One of the drawbacks of dividing my time between Spy Rock and the city was the rigmarole I had to go through every time I left or returned.

It wasn’t a big deal in summer. I’d leave food for the dogs and cats, make sure the water tanks were full and the drip irrigation timers working, and I could take off, reasonably confident things would run smoothly for a week or so. I didn’t even bother locking the door, not that I could, anyway; the lock had broken a year or two ago and I’d never got around to fixing it.

In winter it was more complicated. The most important thing was to get every last drop of water drained from the pipes and water heater. If I slipped up — as I did a few times — I would come home to shattered pipes, a broken toilet, a no longer functioning shower or bathtub. Sometimes I could repair the damage — most of the pipes were easy enough to mend, and although the new toilet I installed wobbled like a ship at sea, at least it worked.

But the shower plumbing was embedded behind the artfully installed redwood paneling, and short of taking a crowbar to the walls, I couldn’t get at it. I was able to get the tub working again, but I had taken my last shower at Spy Rock.

Things would have been simpler if, like city people, I could leave the heat on while I was away, but you can’t really do that when you’re relying on a wood stove. Not just for the obvious reason that someone needs to be there to feed the fire, but also because it’s really not safe to leave a wood stove unattended for long.

An earthquake, for example, could tip it over or knock the stovepipe loose. The biggest quake we’d had so far hadn’t been that strong, but it had literally rolled me out of bed and left me momentarily wondering if the house was going to stay on its foundation or even in one piece. Another concern is the chimney fire: if you don’t keep your stovepipe sufficiently clean — something I’d been known to be guilty of — a residue called creosote builds up, and if it catches fire, it can get hot enough to melt the pipe and set your roof alight. If you’re there and catch it in time, you can close the vents and cut off the oxygen supply. If not, you can come home to a pile of ashes where your house used to be.

Another result of my not living there full time was that the house itself went into a slow but inexorable decline. Wooden awnings that shielded the windows from the sun, wind and rain collapsed under the weight of accumulated snow when I wasn’t around to clear it off. The siding on the east-facing wall began to buckle and come loose, a process that was greatly accelerated when I unthinkingly cut down a large oak that had been shading that end of the house.

DATASET ENTRIES:

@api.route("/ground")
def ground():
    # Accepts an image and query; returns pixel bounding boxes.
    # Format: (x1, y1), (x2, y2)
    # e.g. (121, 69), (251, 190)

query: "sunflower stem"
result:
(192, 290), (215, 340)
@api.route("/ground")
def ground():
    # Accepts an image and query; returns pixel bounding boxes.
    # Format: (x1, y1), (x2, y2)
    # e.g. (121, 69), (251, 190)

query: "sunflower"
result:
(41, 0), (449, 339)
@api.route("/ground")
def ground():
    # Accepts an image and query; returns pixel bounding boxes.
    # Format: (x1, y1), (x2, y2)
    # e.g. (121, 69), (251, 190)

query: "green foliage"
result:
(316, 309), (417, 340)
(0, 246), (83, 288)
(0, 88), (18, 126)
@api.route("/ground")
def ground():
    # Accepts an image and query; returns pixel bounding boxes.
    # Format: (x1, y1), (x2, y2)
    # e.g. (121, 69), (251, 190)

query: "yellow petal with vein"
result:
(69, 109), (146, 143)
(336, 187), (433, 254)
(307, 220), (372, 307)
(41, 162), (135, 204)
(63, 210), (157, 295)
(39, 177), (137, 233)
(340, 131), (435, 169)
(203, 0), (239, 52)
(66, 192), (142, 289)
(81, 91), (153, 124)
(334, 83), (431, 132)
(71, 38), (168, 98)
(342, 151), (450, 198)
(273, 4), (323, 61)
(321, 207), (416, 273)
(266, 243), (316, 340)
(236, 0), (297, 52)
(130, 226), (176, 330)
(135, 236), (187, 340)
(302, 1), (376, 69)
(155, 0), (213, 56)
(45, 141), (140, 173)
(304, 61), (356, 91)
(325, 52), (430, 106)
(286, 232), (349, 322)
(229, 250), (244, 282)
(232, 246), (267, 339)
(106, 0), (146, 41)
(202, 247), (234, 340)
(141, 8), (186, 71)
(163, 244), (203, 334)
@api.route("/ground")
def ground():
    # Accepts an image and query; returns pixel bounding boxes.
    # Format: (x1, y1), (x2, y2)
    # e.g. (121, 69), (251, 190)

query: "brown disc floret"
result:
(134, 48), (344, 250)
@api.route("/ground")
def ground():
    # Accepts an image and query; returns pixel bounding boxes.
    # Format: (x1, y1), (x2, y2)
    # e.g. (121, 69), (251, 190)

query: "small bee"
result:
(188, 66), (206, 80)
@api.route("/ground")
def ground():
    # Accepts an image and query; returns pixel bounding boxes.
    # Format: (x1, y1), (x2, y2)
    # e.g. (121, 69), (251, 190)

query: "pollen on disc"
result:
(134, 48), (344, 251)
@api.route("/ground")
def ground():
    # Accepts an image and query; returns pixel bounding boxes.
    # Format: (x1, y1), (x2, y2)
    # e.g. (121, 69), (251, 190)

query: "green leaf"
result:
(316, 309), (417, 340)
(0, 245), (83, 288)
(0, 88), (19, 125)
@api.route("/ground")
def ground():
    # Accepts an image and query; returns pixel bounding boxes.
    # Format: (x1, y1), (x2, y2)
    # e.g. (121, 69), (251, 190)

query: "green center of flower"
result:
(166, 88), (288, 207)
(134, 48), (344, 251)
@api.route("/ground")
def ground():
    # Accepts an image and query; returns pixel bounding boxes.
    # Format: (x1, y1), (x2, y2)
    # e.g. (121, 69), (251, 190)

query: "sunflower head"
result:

GIVEN REQUEST 1:
Return the stretch of the Spy Rock passage from "It wasn’t a" through "to fixing it.", copied word for word.
GIVEN REQUEST 2:
Decide whether each statement agrees with the Spy Rock passage: (a) the lock on the door was broken; (b) the narrator got the shower working again after it was damaged; (c) the biggest earthquake so far had been very strong. For each, answer yes or no and quote the words of the passage that settle it.
Rely on the Spy Rock passage alone, not on the items.

SOLUTION 1:
It wasn’t a big deal in summer. I’d leave food for the dogs and cats, make sure the water tanks were full and the drip irrigation timers working, and I could take off, reasonably confident things would run smoothly for a week or so. I didn’t even bother locking the door, not that I could, anyway; the lock had broken a year or two ago and I’d never got around to fixing it.

SOLUTION 2:
(a) Yes: "the lock had broken a year or two ago and I’d never got around to fixing it"
(b) No: "I had taken my last shower at Spy Rock."
(c) No: "The biggest quake we’d had so far hadn’t been that strong"